- _Passage provided_
Of course I've heard of meal planning, but being an adventurous, curious home-cook, I've never felt the need to plan any of my meals. Most nights, I open the fridge around 5:30 and pick out the first vegetable that catches my fancy, and go from there. I have created great feats of culinary wonder...and I have failed miserably. There have been nights when Steve has hugged me and said lovely phrases like, "I'm so glad I'm marrying a woman who can cook!" or "How did you do that?!" or "You're beautiful, smart, and a fabulous cook!" (Okay, that last one may be from my own daydreaming...) But there have also been nights when Steve has been oddly silent beside me, picking away at dinner and wondering if there's dessert.
However, with the dark winter continuing on as it is (Hello windy, dark, and hail-ridden day outside my window), I've been battling with my own little darkness inside. Lethargy. I've been having a hard time getting a meal together at 5:30pm, when it's dark like it should be 9pm, and I'd rather order Chinese food than exercise my creative culinary mind. Steve's noticed, and he asked me to find a way to motivate myself.
Enter: meal planning!
Actually, I've found this exercise incredible liberating. On Monday I flipped through some cookbooks, made a few lists, and went out to the grocery store. At first it didn't seem any different that usual. I bought food, brought it home, stocked the fridge and cupboards, and then wondered what to make for dinner. Except there is a difference! I had all the ingredients I needed for three excellent dinners ready in the fridge.
I went to Steve and said, "Darling, tonight you get to order your dinner like you would in a restaurant. Tell me what you'd like. Here are your choices:..." You should have seen his face light up.
I went with a theme for my meal planning this week: Chef Michael Smith. Steve and I sort of adore him.
We first started watching Chef Michael Smith on the Food Network, and bought a few of his cookbooks because we liked his food philosophy. We especially enjoyed his Chef at Home show, because he focused on creating delicious at-home meals with very little pretentious-ness. He encouraged his viewers to experiment with the ingredients they had, and to wander from the recipe if some idea took hold. He also taught basic skills that most cooking shows glaze over, like: how to make a basic vinaigrette, how to properly cook pasta, how to cut an onion, etc. We learned so much from watching his show, and made many an excellent meal.
Then, in 2010, my father took a position working as a dining room manager in the Athlete's Village of the 2010 Vancouver Olympics. My father spent his days making sure that all the athletes' dietary requirements were met, and working with the kitchen to ensure this occurred. The kitchen's head chef? Michael Smith. Steve and I were naturally excited by this, and we grilled my father with questions about the talented chef. My father described him much as he is on TV: intelligent, gracious, focused, a hard-worker, big laugh, and kind to everyone, whether it be an athlete, a media person, the CEO of the Olympic committee, or a dishwasher.

- _Task instructions_
1. Rewrite the rows from the line containing "Could you spot the man in red" through the line containing "point(273, 252)" as a numbered list, leaving out any blank lines.
2. Write the next part of the meal-planning post above, picking up after its final sentence.

- _Exercise materials_
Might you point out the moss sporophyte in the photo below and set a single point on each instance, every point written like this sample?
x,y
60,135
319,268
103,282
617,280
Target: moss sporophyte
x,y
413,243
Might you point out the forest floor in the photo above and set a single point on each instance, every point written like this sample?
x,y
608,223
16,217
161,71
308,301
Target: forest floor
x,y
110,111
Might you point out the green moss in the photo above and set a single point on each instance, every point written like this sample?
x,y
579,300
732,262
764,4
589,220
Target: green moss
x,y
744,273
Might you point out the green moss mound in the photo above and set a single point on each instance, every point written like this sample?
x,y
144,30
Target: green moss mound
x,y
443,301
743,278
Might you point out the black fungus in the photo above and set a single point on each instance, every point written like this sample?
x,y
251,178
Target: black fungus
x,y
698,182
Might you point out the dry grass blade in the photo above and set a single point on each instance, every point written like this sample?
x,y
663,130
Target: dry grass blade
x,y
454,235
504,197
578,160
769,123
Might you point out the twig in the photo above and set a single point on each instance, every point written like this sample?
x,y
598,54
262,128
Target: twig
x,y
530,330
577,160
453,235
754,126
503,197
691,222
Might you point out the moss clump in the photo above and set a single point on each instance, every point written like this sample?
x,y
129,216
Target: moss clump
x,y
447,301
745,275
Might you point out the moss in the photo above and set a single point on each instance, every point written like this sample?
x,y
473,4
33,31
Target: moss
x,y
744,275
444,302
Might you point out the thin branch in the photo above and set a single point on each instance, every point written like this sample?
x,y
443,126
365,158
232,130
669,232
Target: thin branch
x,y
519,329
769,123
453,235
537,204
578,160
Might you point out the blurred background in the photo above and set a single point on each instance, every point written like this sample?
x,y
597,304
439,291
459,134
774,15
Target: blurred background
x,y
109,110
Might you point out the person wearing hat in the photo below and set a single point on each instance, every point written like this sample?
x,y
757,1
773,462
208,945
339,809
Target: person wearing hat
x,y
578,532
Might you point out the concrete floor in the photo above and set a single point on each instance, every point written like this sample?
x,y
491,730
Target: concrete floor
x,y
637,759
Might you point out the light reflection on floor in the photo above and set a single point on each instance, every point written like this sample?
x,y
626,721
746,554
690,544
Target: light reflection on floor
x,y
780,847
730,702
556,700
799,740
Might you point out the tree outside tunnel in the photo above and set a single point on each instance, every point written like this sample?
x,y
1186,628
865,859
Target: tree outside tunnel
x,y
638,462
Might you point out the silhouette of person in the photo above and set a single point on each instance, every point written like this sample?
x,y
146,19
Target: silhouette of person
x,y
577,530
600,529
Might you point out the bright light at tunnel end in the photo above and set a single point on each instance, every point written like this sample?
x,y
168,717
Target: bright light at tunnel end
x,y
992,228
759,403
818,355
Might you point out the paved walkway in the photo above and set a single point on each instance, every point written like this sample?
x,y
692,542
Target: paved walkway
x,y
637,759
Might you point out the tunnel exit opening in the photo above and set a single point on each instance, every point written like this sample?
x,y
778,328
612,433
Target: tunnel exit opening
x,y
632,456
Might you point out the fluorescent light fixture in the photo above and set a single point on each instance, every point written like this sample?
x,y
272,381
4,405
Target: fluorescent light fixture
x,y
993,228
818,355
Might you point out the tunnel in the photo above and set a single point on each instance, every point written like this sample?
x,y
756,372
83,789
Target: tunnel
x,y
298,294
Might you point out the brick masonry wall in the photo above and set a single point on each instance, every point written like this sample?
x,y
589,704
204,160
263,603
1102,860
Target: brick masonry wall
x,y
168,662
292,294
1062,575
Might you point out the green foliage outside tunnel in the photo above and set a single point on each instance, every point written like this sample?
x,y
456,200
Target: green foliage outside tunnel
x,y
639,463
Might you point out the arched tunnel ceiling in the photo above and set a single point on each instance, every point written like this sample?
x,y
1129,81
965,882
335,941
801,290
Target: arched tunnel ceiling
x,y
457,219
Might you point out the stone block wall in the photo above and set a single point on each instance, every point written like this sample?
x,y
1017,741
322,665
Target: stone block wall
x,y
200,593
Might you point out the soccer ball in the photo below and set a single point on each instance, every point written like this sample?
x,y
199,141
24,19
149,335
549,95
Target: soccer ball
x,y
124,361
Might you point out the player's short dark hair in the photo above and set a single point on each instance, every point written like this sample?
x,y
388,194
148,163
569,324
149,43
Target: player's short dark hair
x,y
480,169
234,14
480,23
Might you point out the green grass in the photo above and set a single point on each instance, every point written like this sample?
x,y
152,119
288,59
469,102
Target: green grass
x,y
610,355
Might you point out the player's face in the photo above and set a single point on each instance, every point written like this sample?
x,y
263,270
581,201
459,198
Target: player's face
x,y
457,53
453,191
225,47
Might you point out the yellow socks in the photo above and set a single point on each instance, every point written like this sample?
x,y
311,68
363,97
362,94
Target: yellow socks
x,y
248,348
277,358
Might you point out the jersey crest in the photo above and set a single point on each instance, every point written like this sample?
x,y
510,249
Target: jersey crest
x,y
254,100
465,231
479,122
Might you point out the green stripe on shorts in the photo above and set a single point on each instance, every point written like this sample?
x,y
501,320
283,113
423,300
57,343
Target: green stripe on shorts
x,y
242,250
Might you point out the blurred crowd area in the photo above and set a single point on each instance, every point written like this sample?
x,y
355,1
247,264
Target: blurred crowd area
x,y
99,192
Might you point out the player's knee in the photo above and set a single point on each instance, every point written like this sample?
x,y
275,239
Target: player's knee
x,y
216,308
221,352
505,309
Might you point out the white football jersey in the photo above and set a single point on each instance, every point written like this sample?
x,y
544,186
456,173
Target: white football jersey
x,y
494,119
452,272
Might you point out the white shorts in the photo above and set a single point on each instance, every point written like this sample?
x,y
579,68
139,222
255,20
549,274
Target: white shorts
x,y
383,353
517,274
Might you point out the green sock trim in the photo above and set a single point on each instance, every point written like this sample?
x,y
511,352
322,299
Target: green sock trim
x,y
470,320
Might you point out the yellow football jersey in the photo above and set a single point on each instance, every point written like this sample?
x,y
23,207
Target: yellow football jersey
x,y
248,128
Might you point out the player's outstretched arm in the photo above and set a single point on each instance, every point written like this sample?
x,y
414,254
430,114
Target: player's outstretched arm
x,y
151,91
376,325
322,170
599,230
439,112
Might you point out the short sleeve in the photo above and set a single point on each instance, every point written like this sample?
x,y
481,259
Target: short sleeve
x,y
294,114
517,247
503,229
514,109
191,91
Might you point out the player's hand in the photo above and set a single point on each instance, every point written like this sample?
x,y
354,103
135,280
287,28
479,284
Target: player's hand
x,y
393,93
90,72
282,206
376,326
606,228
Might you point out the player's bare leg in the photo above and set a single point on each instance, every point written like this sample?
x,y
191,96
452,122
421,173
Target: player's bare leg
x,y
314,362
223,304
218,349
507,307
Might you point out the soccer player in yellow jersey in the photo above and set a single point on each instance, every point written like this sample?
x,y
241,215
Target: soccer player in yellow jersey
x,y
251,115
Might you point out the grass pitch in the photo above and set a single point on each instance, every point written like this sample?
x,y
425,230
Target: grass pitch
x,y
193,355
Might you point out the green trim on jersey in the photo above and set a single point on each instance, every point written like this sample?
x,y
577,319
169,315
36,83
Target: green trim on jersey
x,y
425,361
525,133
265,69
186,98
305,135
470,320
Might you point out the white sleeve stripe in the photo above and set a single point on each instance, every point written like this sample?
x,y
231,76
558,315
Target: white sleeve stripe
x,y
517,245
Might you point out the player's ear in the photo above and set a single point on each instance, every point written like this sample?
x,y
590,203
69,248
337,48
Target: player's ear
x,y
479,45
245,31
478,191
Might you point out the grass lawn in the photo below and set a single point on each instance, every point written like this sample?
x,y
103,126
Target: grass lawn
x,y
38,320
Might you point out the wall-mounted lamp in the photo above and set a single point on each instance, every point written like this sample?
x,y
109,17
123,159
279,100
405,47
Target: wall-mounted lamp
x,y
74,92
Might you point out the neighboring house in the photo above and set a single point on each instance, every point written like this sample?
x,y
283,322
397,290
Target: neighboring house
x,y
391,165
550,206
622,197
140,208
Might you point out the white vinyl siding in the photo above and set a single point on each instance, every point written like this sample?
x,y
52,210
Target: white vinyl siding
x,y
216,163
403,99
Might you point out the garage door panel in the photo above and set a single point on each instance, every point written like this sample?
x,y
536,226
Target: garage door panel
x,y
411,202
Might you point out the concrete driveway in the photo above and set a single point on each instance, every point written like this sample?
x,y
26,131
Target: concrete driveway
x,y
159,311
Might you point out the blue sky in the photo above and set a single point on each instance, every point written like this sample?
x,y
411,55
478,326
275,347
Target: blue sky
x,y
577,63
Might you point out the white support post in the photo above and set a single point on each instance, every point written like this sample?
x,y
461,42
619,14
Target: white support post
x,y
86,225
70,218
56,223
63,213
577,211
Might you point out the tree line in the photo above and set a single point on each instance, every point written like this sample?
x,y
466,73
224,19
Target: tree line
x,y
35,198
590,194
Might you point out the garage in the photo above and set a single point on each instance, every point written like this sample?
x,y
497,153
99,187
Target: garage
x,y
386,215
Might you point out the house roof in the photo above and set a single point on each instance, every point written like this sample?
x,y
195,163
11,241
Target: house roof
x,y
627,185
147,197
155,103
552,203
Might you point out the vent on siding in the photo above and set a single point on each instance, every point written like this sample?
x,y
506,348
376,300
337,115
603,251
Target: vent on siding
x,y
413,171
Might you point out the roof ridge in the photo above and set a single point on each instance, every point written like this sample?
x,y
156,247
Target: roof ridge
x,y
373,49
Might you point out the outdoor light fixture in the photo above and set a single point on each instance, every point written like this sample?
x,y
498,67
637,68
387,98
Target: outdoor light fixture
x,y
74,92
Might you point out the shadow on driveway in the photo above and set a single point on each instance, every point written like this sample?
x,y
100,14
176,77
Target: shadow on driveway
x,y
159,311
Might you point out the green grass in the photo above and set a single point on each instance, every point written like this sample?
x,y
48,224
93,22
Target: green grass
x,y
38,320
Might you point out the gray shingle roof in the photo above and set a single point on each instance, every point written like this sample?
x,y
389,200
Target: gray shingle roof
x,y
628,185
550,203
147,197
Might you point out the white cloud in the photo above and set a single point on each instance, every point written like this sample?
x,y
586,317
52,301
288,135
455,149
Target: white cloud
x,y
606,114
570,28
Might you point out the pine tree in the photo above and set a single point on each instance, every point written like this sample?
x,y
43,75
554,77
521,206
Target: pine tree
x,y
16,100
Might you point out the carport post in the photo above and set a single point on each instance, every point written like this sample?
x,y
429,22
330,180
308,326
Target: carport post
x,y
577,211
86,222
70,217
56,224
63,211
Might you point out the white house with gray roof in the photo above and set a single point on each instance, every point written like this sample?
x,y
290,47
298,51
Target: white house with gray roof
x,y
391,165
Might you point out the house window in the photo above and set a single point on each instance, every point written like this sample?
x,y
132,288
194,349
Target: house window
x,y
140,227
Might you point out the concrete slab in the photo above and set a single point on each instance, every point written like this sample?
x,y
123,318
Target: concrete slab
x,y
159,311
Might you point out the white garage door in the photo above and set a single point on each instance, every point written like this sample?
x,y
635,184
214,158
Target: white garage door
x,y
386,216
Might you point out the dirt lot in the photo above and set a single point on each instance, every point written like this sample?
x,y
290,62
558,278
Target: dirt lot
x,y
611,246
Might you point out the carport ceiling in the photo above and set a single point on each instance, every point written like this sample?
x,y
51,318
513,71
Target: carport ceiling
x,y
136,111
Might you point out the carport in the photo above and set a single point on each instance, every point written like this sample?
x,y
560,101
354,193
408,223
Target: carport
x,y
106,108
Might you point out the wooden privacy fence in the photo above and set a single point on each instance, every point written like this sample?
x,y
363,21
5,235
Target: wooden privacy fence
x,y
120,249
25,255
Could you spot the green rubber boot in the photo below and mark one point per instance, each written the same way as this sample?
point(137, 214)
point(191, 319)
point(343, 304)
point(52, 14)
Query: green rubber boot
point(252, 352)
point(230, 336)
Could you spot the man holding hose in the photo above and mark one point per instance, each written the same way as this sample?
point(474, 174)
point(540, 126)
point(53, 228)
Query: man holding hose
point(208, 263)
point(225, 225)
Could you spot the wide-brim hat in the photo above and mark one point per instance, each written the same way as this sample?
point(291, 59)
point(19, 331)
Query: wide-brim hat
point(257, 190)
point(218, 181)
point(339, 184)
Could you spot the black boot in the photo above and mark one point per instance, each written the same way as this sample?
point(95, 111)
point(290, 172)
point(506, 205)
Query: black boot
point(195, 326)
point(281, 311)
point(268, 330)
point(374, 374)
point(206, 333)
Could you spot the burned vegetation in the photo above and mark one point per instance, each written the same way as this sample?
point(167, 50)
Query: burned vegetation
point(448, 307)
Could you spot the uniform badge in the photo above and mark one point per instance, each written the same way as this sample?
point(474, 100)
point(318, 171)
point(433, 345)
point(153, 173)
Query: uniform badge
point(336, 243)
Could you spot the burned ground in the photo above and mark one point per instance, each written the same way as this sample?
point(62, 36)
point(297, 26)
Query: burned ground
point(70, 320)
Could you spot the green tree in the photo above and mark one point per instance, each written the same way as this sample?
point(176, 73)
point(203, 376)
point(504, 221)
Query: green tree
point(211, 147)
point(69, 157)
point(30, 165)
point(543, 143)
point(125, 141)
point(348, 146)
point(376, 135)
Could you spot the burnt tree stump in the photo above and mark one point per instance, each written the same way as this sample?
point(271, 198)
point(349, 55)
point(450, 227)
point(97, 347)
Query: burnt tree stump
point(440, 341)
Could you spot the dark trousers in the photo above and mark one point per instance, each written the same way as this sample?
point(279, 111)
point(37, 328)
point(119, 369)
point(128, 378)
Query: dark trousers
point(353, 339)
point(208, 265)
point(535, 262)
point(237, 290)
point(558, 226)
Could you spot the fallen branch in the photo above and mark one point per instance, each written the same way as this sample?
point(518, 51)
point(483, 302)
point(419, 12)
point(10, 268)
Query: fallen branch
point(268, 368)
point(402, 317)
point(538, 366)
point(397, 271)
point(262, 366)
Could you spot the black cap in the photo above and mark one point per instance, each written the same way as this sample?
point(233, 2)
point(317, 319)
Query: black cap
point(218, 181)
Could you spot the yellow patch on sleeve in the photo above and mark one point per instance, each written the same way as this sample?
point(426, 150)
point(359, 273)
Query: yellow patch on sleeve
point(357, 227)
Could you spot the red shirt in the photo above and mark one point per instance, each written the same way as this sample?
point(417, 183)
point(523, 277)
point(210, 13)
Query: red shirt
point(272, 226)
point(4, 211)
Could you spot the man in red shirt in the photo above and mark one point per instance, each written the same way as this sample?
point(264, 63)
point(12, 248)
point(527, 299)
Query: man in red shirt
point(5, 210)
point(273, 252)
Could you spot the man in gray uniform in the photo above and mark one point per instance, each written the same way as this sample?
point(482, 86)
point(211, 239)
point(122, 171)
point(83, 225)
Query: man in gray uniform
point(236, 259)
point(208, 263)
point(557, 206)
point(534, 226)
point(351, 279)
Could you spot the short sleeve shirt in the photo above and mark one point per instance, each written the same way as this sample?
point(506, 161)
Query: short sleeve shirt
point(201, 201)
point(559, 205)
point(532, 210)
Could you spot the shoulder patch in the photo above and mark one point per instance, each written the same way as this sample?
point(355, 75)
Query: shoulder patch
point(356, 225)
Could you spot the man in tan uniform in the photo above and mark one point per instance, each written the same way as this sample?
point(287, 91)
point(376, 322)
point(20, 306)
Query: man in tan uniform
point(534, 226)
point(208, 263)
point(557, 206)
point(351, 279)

- _Expected answers_
1.
1. Could you spot the man in red shirt in the photo above and mark one point per instance, each written the same way as this sample?
2. point(264, 63)
3. point(12, 248)
4. point(527, 299)
5. Query: man in red shirt
6. point(5, 210)
7. point(273, 252)

2.
My father asked Michael to sign our cookbooks, and I even sent him a copy of my book, Island Kids, for his own children to enjoy. It was a great little bit of connection to the chef, and hearing stories about him from my dad made me respect him even more.
I'm pleased to be cooking all Michael Smith recipes for dinner this week.
The menu for this week:
For breakfast I chose a "feature smoothie" that I'll do each morning this week: loganberries, a peach, two nectarines, a splash of orange juice, and some yogurt.
For lunch, I gathered together a selection of veggies and cold cuts (sources from our local deli). It's sandwich week! I've been putting together some yummy selections of turkey, zucchini, and kohlrabi clubs. We don't eat a lot of bread here (and I don't eat any), so Steve is feeling spoiled with a sandwich every day.
For dinner, I drew on my favorite of Chef Michael Smith's books, Chef at Home. Here's the plan:
Monday: last minute dinner at the MedGrill with our business partners to discuss a new project
Tuesday: Maritime Clam Chowder
Wednesday: Chicken and Mushroom Stew
Thursday: this is always Mexican night at a friend's house
Friday: Roasted Tomato Penne
My mother would be proud: no red meat, and even a vegetarian meal! (My parents are vegan).
Last night was the Maritime Clam Chowder and if you like seafood, you MUST make this soup! I've made several clam chowders in my cooking-life, but none compare to this version. Chef Michael suggests using grated baking potatoes and unsweetened condensed milk to create a thick, hearty broth without use of a roux. This method worked wonderfully! The thick white broth was loaded with bacon and clams, and I added cut potatoes and carrots for good measure. I seasoned it with fresh rosemary and cilantro. A must try!
Steve hugged me.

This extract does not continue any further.